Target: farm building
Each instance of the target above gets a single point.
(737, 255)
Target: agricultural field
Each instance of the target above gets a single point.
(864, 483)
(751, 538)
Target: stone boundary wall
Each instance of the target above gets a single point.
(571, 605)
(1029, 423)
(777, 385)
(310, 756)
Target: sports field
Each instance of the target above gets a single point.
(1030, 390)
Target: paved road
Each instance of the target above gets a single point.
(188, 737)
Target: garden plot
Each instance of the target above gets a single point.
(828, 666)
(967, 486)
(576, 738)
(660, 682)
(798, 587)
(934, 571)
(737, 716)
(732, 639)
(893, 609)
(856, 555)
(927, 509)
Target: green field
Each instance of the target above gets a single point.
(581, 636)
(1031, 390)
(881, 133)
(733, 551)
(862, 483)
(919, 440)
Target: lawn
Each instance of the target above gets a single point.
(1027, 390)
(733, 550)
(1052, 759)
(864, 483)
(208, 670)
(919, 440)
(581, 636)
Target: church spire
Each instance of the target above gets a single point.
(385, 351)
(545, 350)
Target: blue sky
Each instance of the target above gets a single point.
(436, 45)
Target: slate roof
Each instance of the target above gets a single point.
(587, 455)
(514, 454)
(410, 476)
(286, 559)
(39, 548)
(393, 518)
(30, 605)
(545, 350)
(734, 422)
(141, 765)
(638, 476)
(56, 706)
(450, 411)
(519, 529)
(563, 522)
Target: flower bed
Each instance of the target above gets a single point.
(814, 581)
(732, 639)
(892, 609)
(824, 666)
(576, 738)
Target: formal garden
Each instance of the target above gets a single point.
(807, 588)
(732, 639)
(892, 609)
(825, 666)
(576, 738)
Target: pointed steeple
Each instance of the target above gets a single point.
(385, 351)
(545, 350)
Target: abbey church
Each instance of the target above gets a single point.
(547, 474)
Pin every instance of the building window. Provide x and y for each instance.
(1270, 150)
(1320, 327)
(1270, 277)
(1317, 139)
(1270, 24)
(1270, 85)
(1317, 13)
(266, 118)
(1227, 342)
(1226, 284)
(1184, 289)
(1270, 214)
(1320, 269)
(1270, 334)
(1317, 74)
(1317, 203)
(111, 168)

## Work item
Look over the listing above. Pick out and copy every line that includes "garden".

## Exercise output
Target: garden plot
Target: formal garden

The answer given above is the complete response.